== Work instructions ==
The answer must consist of every record below, transcribed exactly.

*****

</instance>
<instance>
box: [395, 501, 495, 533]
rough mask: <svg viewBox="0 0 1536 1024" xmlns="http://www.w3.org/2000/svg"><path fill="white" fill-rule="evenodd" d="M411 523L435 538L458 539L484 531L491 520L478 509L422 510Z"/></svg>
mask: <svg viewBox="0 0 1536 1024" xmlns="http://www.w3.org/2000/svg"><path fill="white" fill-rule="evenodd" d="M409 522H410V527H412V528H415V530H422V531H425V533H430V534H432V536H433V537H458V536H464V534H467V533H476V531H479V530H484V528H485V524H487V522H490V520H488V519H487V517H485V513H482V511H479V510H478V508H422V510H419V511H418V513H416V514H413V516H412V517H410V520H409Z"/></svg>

*****

== Result of this task ==
</instance>
<instance>
box: [395, 501, 495, 533]
rough mask: <svg viewBox="0 0 1536 1024" xmlns="http://www.w3.org/2000/svg"><path fill="white" fill-rule="evenodd" d="M411 523L435 538L458 539L484 531L491 520L478 509L422 510Z"/></svg>
mask: <svg viewBox="0 0 1536 1024" xmlns="http://www.w3.org/2000/svg"><path fill="white" fill-rule="evenodd" d="M409 522H410V527H412V528H415V530H422V531H425V533H430V534H432V536H433V537H458V536H464V534H467V533H476V531H479V530H484V528H485V524H487V522H490V520H488V519H487V517H485V513H482V511H479V510H478V508H422V510H419V511H418V513H416V514H413V516H412V517H410V520H409Z"/></svg>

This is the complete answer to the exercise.